--- Begin ---

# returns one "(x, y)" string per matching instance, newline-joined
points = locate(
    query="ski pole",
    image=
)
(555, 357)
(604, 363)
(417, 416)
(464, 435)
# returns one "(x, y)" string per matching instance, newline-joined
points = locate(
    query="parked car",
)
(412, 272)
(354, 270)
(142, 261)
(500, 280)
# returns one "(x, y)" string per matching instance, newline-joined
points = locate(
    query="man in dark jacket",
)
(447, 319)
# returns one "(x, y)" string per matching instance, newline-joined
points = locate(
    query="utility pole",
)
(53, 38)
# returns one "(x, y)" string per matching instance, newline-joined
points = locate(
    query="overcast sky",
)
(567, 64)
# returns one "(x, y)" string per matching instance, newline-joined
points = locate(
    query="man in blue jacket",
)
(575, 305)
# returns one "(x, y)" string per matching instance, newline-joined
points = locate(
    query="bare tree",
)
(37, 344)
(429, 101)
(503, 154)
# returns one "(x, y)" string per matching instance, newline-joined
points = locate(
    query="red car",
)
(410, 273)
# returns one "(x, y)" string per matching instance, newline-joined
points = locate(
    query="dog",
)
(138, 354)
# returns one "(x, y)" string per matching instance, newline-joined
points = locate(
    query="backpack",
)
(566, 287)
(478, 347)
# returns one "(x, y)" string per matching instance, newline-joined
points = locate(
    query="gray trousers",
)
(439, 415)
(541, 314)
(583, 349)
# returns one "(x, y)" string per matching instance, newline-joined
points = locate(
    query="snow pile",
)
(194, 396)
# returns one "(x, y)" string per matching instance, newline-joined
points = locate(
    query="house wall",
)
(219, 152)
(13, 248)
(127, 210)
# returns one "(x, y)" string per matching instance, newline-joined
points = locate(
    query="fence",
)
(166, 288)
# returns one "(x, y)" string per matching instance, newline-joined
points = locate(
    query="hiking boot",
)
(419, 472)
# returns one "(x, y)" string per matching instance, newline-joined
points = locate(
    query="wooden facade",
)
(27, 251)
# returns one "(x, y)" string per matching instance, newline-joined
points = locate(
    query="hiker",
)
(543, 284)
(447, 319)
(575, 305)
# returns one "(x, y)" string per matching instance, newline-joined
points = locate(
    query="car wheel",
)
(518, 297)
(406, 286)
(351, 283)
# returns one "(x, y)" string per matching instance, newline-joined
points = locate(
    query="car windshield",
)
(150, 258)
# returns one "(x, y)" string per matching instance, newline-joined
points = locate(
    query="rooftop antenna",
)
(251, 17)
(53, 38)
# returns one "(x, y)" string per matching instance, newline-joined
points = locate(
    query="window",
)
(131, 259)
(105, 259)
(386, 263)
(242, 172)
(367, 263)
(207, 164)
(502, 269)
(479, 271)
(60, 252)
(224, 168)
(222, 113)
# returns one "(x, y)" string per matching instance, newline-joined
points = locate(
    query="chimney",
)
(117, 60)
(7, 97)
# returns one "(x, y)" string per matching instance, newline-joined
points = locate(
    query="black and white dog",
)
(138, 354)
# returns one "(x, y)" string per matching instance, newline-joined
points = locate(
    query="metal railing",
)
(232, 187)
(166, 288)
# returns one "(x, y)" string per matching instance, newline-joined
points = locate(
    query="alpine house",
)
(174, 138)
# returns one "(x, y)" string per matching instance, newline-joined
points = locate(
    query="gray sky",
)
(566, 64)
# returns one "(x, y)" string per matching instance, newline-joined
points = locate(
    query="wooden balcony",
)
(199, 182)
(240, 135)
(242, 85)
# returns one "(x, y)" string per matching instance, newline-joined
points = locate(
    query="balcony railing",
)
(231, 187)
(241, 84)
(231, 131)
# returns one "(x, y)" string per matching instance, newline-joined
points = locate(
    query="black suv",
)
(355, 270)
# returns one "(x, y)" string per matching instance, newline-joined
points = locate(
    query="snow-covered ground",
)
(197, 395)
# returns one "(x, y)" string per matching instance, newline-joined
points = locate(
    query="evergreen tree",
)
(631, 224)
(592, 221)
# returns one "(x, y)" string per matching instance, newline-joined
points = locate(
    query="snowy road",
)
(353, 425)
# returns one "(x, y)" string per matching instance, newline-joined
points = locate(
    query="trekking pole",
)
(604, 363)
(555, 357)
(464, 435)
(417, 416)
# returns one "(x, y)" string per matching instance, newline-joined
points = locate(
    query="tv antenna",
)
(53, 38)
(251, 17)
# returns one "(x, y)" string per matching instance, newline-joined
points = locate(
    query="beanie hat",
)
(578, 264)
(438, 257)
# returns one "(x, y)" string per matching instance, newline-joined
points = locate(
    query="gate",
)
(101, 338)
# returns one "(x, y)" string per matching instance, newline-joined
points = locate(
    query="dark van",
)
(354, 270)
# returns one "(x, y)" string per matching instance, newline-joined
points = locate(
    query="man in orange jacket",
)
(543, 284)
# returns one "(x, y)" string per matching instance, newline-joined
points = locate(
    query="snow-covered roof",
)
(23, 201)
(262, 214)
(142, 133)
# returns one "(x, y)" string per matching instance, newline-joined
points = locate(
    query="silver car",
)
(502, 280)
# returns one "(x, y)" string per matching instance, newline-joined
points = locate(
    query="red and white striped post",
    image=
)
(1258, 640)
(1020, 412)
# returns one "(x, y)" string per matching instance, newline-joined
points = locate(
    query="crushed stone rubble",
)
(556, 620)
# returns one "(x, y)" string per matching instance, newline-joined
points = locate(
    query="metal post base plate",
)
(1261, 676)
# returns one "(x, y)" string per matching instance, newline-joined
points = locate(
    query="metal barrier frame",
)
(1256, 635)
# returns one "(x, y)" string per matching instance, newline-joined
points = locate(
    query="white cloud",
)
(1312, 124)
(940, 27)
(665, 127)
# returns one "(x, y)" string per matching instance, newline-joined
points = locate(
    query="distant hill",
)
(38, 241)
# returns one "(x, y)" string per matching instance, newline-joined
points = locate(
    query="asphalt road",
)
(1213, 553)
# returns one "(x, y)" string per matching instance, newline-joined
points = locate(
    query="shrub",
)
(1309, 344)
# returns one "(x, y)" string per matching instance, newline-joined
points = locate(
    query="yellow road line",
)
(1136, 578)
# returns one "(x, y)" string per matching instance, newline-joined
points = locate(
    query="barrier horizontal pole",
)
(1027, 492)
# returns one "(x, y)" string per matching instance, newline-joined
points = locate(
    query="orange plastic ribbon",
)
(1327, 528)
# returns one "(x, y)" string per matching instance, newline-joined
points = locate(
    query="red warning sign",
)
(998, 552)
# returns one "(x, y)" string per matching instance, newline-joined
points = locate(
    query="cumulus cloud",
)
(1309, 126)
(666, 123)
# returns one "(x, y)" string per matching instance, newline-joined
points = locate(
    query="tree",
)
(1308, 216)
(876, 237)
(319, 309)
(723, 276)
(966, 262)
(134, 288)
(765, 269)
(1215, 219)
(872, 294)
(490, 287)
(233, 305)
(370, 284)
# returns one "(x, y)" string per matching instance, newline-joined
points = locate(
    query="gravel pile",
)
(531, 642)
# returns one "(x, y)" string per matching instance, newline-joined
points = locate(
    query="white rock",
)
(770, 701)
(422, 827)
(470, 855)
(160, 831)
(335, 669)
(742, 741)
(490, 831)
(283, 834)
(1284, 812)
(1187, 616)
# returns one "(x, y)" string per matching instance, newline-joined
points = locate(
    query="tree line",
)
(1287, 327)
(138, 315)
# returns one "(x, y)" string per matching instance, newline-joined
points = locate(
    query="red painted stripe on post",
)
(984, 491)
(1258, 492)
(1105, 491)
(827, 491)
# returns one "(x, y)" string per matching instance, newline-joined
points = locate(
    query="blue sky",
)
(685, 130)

--- End ---

» **Stated goal**: Send back all of the entries exactly, with nothing missing.

» **Solution for this exercise**:
# returns one "(x, y)" string per matching instance, newline-joined
points = locate(
    query="ski pole",
    image=
)
(555, 357)
(604, 363)
(417, 416)
(464, 435)
# returns one "(x, y)" string per matching instance, newline-joined
points = locate(
    query="parked car",
)
(412, 272)
(354, 270)
(142, 261)
(500, 280)
# returns one "(x, y)" string per matching instance, newline-joined
points = locate(
    query="man in dark jacket",
)
(447, 319)
# returns one "(x, y)" string per matching instance, newline-joined
points = locate(
    query="utility pole",
)
(53, 38)
# returns one "(x, y)" string per matching instance, newline-joined
points = locate(
    query="overcast sky",
)
(567, 64)
# returns one "(x, y)" string per matching instance, newline-joined
points = locate(
    query="man in blue jacket",
)
(575, 305)
# returns one "(x, y)" string per matching instance, newline-joined
points = locate(
    query="bare tree",
)
(37, 344)
(429, 101)
(503, 154)
# returns one "(x, y)" string per matching instance, newline-joined
points = locate(
    query="red car",
)
(410, 273)
# returns one "(x, y)" string per matching instance, newline-joined
points = locate(
    query="dog",
)
(138, 354)
# returns one "(x, y)" string per matching instance, newline-joined
points = locate(
    query="backpack",
)
(566, 287)
(478, 347)
# returns one "(x, y)" string per matching instance, newline-joined
points = locate(
    query="gray trousers",
)
(439, 415)
(541, 314)
(583, 349)
# returns one "(x, y)" string per matching instance, newline-joined
points = locate(
    query="snow pile",
)
(194, 396)
# returns one "(x, y)" string per matching instance, newline-joined
points = locate(
    query="house wall",
)
(219, 152)
(13, 248)
(127, 210)
# returns one "(x, y)" string per matching instance, newline-joined
points = locate(
    query="fence",
)
(166, 288)
# returns one "(x, y)" string per matching instance, newline-joined
points = locate(
    query="hiking boot",
)
(419, 472)
# returns one "(x, y)" string per matching instance, newline-joined
points = locate(
    query="wooden facade",
)
(27, 251)
# returns one "(x, y)" string per matching instance, newline-joined
points = locate(
    query="hiker",
)
(543, 284)
(447, 319)
(575, 305)
# returns one "(x, y)" string per matching instance, newline-joined
points = locate(
    query="car wheel",
)
(518, 297)
(406, 286)
(351, 283)
# returns one "(x, y)" string per matching instance, newline-joined
points = locate(
    query="car windshield",
)
(150, 258)
# returns one "(x, y)" string per matching instance, newline-joined
points = locate(
    query="rooftop antenna",
)
(251, 17)
(53, 38)
# returns one "(x, y)" string per matching instance, newline-joined
points = locate(
    query="window",
)
(131, 259)
(105, 259)
(386, 263)
(242, 172)
(367, 263)
(207, 164)
(502, 269)
(479, 271)
(60, 252)
(224, 168)
(222, 113)
# returns one "(x, y)" string per matching instance, newline-joined
points = locate(
    query="chimney",
)
(117, 60)
(7, 97)
# returns one "(x, y)" string per matching instance, newline-joined
points = locate(
    query="black and white dog",
)
(138, 354)
# returns one "(x, y)" string per matching instance, newline-joined
points = locate(
    query="metal railing",
)
(232, 187)
(166, 288)
# returns one "(x, y)" string per matching instance, newline-joined
points = locate(
    query="alpine house",
)
(174, 138)
# returns one "(x, y)" string per matching instance, newline-joined
points = locate(
    query="gray sky",
)
(566, 64)
# returns one "(x, y)" string per matching instance, newline-joined
points = locate(
    query="wooden balcony",
)
(199, 182)
(240, 135)
(242, 85)
# returns one "(x, y)" string per matching instance, newline-joined
points = locate(
    query="balcony railing",
)
(231, 187)
(241, 84)
(231, 131)
# returns one "(x, y)" string per matching instance, newline-joined
points = locate(
    query="black suv",
)
(355, 270)
# returns one "(x, y)" string per matching instance, newline-joined
points = locate(
    query="snow-covered ground",
)
(197, 395)
# returns one "(x, y)" string per matching instance, newline-joined
points = locate(
    query="evergreen tree",
)
(631, 224)
(592, 221)
# returns one "(x, y)" string per matching instance, newline-joined
points = locate(
    query="snowy road",
)
(353, 425)
# returns one "(x, y)" string per matching instance, newline-joined
points = locate(
    query="trekking pole",
)
(604, 363)
(555, 357)
(464, 435)
(417, 416)
# returns one "(x, y)" string per matching instance, newline-joined
points = locate(
    query="tv antenna",
)
(53, 38)
(251, 17)
# returns one "(x, y)" string per matching instance, newline-joined
points = locate(
    query="beanie hat",
)
(578, 264)
(438, 257)
# returns one "(x, y)" string per matching instance, newline-joined
points = locate(
    query="gate",
)
(101, 338)
# returns one "(x, y)" string per matching instance, newline-joined
points = locate(
    query="dark van",
)
(354, 270)
# returns one "(x, y)" string per matching instance, newline-joined
points = locate(
    query="man in orange jacket",
)
(543, 284)
# returns one "(x, y)" string per matching instance, newline-joined
points = locate(
    query="snow-covered roof",
)
(23, 201)
(262, 214)
(142, 133)
# returns one "(x, y)" string per matching instance, newline-joined
points = locate(
    query="silver car",
)
(502, 280)
# returns one "(x, y)" string per matching instance, newline-joined
points = locate(
    query="red and white striped post",
    image=
)
(1258, 640)
(1020, 412)
# returns one "(x, y)" string per matching instance, newline-joined
points = locate(
    query="crushed stone rubble",
)
(556, 620)
# returns one "(x, y)" string per matching instance, newline-joined
points = locate(
    query="metal post base plate",
)
(1261, 676)
# returns one "(x, y)" string per matching instance, newline-joined
points = locate(
    query="metal barrier frame",
)
(1256, 635)
# returns one "(x, y)" string per matching instance, newline-joined
points = locate(
    query="white cloud",
)
(1312, 124)
(940, 27)
(665, 127)
# returns one "(x, y)" string per matching instance, newline-joined
points = locate(
    query="distant hill",
)
(38, 241)
# returns one "(x, y)" string per matching instance, newline-joined
points = locate(
    query="asphalt road",
)
(1213, 553)
# returns one "(x, y)" string per matching instance, newline-joined
points = locate(
    query="shrub",
)
(1309, 344)
# returns one "(x, y)" string per matching instance, newline-joined
points = locate(
    query="yellow road line",
)
(1136, 578)
# returns one "(x, y)" string per matching instance, newline-joined
points = locate(
    query="barrier horizontal pole",
)
(1027, 492)
# returns one "(x, y)" string per matching instance, newline-joined
points = locate(
    query="orange plastic ribbon",
)
(1327, 528)
# returns one "(x, y)" string per matching instance, newline-joined
points = locate(
    query="red warning sign",
)
(998, 552)
# returns one "(x, y)" string per matching instance, newline-joined
points = locate(
    query="cumulus cloud",
)
(1309, 126)
(666, 123)
# returns one "(x, y)" string per matching instance, newline-joined
points = locate(
    query="tree",
)
(1308, 216)
(876, 237)
(319, 309)
(723, 276)
(966, 262)
(134, 288)
(765, 269)
(1215, 219)
(872, 294)
(490, 287)
(233, 305)
(370, 284)
# returns one "(x, y)" string per matching instance, newline-joined
points = locate(
    query="gravel pile",
)
(531, 642)
# returns one "(x, y)" string per matching instance, newline-joined
points = locate(
    query="white rock",
)
(770, 701)
(422, 827)
(470, 855)
(160, 831)
(335, 669)
(742, 741)
(490, 831)
(283, 834)
(1284, 812)
(1187, 616)
# returns one "(x, y)" string per matching instance, newline-joined
points = locate(
    query="tree line",
)
(1287, 327)
(138, 315)
# returns one "(x, y)" string per matching instance, newline-joined
points = locate(
    query="red painted stripe on post",
)
(984, 491)
(1258, 492)
(1105, 491)
(827, 491)
# returns one "(x, y)" string per matching instance, newline-joined
points = locate(
    query="blue sky",
)
(685, 130)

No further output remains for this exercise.